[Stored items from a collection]
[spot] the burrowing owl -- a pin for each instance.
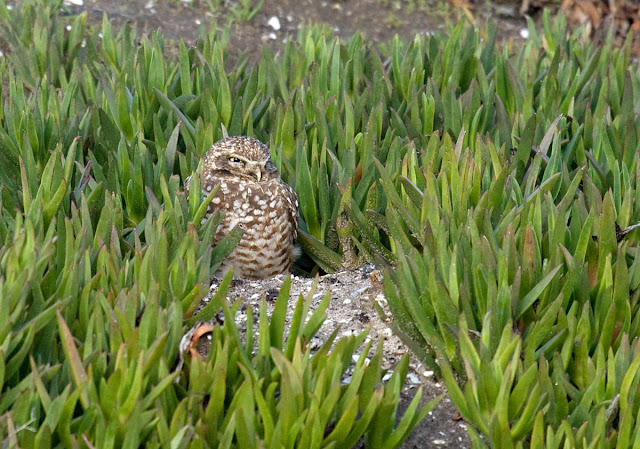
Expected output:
(254, 198)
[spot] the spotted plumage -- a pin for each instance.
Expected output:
(254, 198)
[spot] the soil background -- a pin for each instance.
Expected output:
(352, 292)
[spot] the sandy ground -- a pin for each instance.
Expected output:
(353, 294)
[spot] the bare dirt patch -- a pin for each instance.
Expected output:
(351, 310)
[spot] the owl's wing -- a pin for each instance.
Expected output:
(291, 207)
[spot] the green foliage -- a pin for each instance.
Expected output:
(515, 269)
(104, 259)
(498, 188)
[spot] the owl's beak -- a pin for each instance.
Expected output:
(257, 172)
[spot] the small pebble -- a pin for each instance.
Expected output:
(274, 23)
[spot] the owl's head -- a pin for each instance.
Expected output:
(241, 156)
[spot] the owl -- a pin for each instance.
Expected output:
(254, 198)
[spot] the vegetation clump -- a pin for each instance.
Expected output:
(498, 188)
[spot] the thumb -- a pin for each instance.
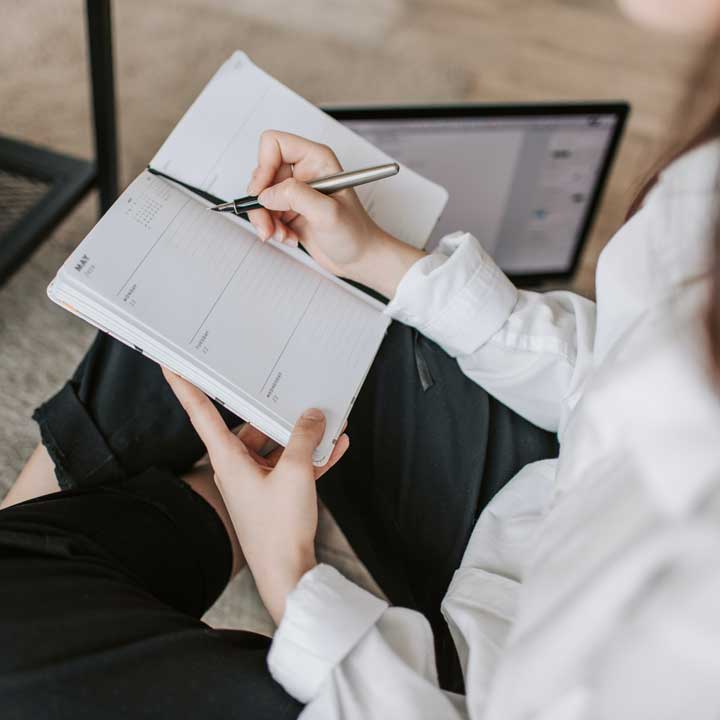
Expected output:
(306, 436)
(291, 194)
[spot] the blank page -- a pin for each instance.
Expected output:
(273, 330)
(214, 147)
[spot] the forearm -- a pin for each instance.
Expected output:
(384, 264)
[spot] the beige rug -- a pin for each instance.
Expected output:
(328, 50)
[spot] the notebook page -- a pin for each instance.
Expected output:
(275, 332)
(214, 147)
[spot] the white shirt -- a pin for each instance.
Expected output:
(591, 585)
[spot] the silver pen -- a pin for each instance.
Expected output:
(326, 185)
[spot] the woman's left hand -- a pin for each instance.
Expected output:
(272, 500)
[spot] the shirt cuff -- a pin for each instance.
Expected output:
(325, 617)
(457, 296)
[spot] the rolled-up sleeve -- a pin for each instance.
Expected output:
(530, 350)
(345, 653)
(325, 617)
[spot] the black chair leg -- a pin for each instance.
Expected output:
(99, 29)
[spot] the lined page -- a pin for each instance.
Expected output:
(215, 144)
(275, 331)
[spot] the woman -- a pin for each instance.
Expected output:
(586, 587)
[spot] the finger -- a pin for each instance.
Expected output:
(341, 446)
(291, 194)
(306, 436)
(278, 150)
(205, 418)
(252, 438)
(263, 222)
(283, 233)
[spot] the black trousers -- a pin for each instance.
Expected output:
(103, 584)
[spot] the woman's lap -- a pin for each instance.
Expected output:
(101, 591)
(428, 450)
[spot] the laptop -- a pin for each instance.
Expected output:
(526, 180)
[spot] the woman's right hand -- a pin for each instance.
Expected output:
(335, 229)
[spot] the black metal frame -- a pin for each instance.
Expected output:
(69, 178)
(620, 109)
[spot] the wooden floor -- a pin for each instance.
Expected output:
(351, 51)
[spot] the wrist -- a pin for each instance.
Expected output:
(384, 263)
(280, 580)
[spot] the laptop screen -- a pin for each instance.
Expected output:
(525, 186)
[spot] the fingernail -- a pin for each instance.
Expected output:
(313, 414)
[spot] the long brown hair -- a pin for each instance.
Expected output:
(697, 121)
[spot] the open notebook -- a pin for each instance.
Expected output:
(259, 327)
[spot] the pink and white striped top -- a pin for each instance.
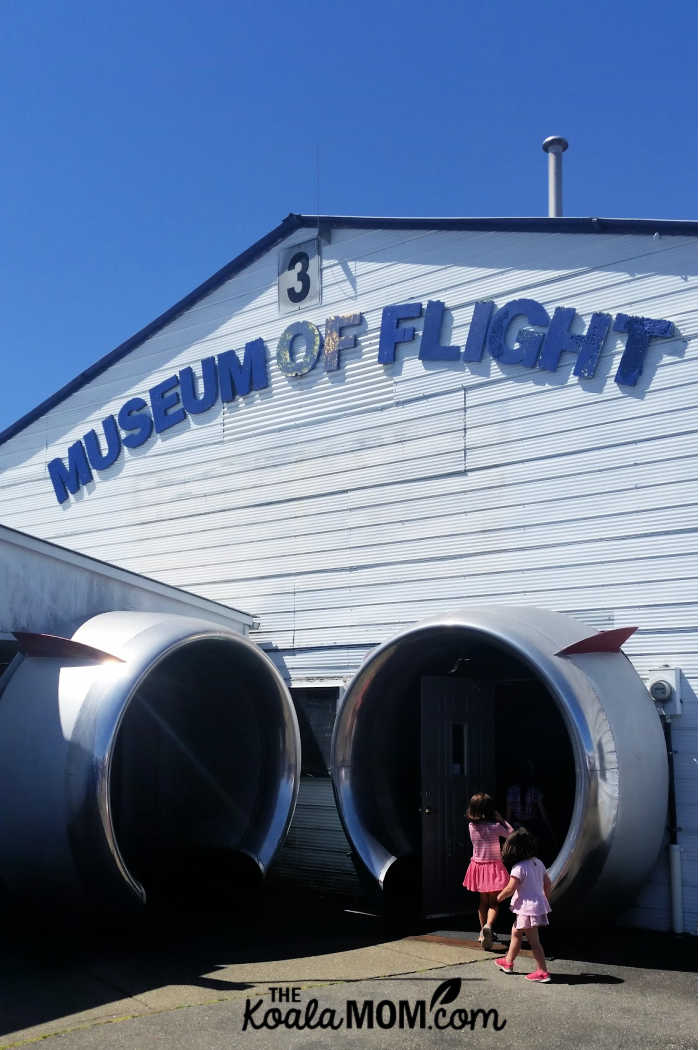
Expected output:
(485, 840)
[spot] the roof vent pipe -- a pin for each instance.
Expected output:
(555, 146)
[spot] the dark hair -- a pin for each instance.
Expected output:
(482, 807)
(520, 845)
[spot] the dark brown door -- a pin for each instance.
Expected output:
(457, 760)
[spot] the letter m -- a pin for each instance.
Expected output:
(69, 479)
(408, 1020)
(235, 378)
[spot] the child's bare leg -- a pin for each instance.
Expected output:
(533, 938)
(515, 945)
(492, 912)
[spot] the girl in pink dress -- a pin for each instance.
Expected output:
(486, 874)
(529, 885)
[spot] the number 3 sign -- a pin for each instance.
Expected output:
(299, 276)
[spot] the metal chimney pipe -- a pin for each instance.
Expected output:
(554, 146)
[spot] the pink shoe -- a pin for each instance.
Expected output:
(539, 977)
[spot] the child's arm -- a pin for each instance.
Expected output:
(509, 889)
(548, 885)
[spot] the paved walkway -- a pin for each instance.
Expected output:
(196, 986)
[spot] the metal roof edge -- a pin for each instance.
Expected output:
(537, 224)
(108, 569)
(294, 222)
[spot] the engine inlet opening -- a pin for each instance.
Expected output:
(195, 775)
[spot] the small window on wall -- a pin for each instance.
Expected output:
(316, 714)
(8, 648)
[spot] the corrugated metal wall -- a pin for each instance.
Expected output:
(338, 507)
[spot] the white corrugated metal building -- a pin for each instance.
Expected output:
(492, 455)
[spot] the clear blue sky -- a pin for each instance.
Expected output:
(147, 144)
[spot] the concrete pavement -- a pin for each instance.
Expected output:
(210, 982)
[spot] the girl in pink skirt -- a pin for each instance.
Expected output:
(486, 874)
(529, 885)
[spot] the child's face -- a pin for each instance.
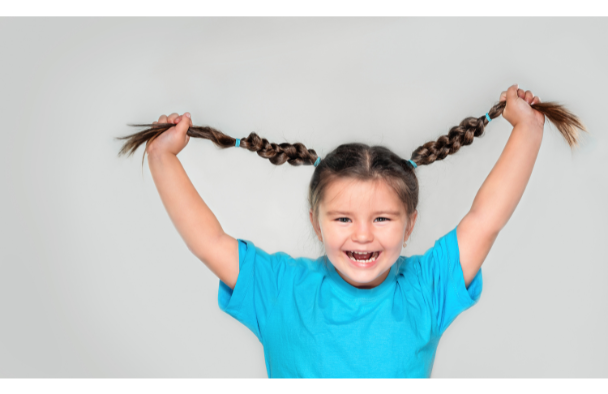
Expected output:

▶ [Exercise details]:
Return every line of the records exactly as given, pictures excluded.

▶ [Solution to this exercise]:
[spot] the burrowing owl -- a pin for each instance.
Expected output:
(254, 198)
[spot] the spotted plumage -- a pin for each instance.
Expected output:
(254, 198)
[spot] the soil background -- a pin for each instance.
Expected output:
(352, 292)
[spot] the sandy ground -- a pin for each instance.
Expected output:
(353, 294)
[spot] the bare dirt patch -- a pin for each instance.
Expected output:
(351, 310)
[spot] the owl's wing -- a pin for each instance.
Expected output:
(291, 207)
[spot] the green foliage -- a pin for each instance.
Expected output:
(515, 269)
(104, 259)
(498, 188)
[spot] the owl's beak -- a pin for each instance.
Expected output:
(257, 172)
[spot] the small pebble -- a pin for each instance.
Expected output:
(274, 23)
[spot] the owl's head -- a pin for each instance.
Expected output:
(241, 156)
[spot] the owl -- a pin for each instance.
Expected output:
(254, 198)
[spot] the vegetation clump -- a pin for each instance.
Expected output:
(498, 188)
[spot] the thumb -- a pin for each instance.
Expected output:
(306, 436)
(291, 194)
[spot] the blank page -- a pin for each instance.
Expected output:
(273, 330)
(214, 147)
[spot] the forearm -- a pin for each instance.
Expected output:
(384, 264)
[spot] the beige rug -- a pin for each instance.
Expected output:
(328, 50)
[spot] the notebook page -- a pin for each instance.
Expected output:
(275, 332)
(214, 147)
[spot] the white shirt -- a pin for each instance.
Expected output:
(591, 585)
[spot] the silver pen -- a pin for each instance.
Expected output:
(326, 185)
[spot] the woman's left hand -- a pin for each instance.
Expected output:
(272, 500)
[spot] the shirt cuff -- a pin for each instance.
Expected output:
(325, 617)
(457, 296)
[spot] the rolled-up sleeve -- a pin for each instance.
Expected output:
(530, 350)
(345, 653)
(325, 617)
[spot] the black chair leg -- a pin for each instance.
Expected output:
(99, 29)
[spot] the lined page -- a pin for each instance.
Expected output:
(215, 144)
(275, 331)
[spot] the woman -- a pin for each instance.
Expected output:
(586, 587)
[spot] the finger -- a pin for each instance.
Expected output:
(341, 446)
(291, 194)
(306, 436)
(278, 150)
(205, 418)
(252, 438)
(263, 222)
(283, 233)
[spot] the black trousers -- a pin for each instance.
Expected output:
(103, 584)
[spot] the woman's lap -- a pin for each instance.
Expected output:
(101, 591)
(428, 450)
[spot] the laptop -- a pin for each instance.
Expected output:
(526, 180)
[spot] the woman's right hand -- a pin for each instance.
Expected output:
(335, 229)
[spot] the black metal frame -- a pin for each instance.
Expected output:
(69, 178)
(620, 109)
[spot] the wooden floor -- a pin for each instance.
Expected output:
(351, 51)
[spot] the wrist -- a pin for each instance.
Expected output:
(384, 263)
(280, 580)
[spot] the laptop screen -- a pin for each instance.
Expected output:
(525, 186)
[spot] the fingernail -- a pin for each instance.
Expected output:
(313, 414)
[spot] the long brown hair -- a pin for each instance.
Expected output:
(697, 121)
[spot] the open notebook -- a pin for each instance.
Expected output:
(259, 327)
[spot] the pink and white striped top -- a pin for each instance.
Expected output:
(485, 840)
[spot] the roof vent pipe -- a pin for each instance.
Expected output:
(555, 146)
[spot] the dark hair -- a pin for each instance.
Expected output:
(482, 807)
(520, 845)
[spot] the dark brown door -- a pin for each instance.
Expected output:
(457, 760)
[spot] the letter m -- a pin for each instance.
Expected output:
(69, 479)
(408, 1020)
(235, 378)
[spot] the child's bare leg -- a pin for each instance.
Expected output:
(533, 938)
(515, 945)
(492, 912)
[spot] the girl in pink dress -- a pin for each instance.
Expected output:
(486, 874)
(529, 885)
[spot] the number 3 sign -- a pin for each instance.
Expected output:
(299, 276)
[spot] the metal chimney pipe -- a pin for each instance.
Expected output:
(554, 146)
[spot] the pink shoe -- a pin for each instance.
Expected output:
(539, 977)
[spot] the child's arm -- a pin for each instance.
Expected output:
(509, 889)
(548, 885)
[spot] the paved walkway -- a pin for each instance.
Expected output:
(196, 986)
[spot] the metal roof edge -- a pin for each instance.
Expected output:
(537, 224)
(108, 569)
(294, 222)
[spot] the engine inlet opening -- a pin for each instance.
Expected output:
(195, 775)
[spot] the small window on wall -- a pin for each instance.
Expected output:
(316, 714)
(8, 648)
[spot] the corrugated metal wall -- a pin for each instance.
Expected output:
(338, 507)
[spot] the white corrugated metal building -- a pin for each instance.
Expected output:
(492, 455)
[spot] the clear blue sky -- a pin for each instance.
Expected output:
(147, 144)
[spot] the concrete pavement -- a pin for each instance.
Expected output:
(210, 982)
[spot] the girl in pink skirt -- a pin for each instance.
Expected output:
(486, 874)
(529, 885)
[spot] the child's face -- a pin for each instance.
Expected output:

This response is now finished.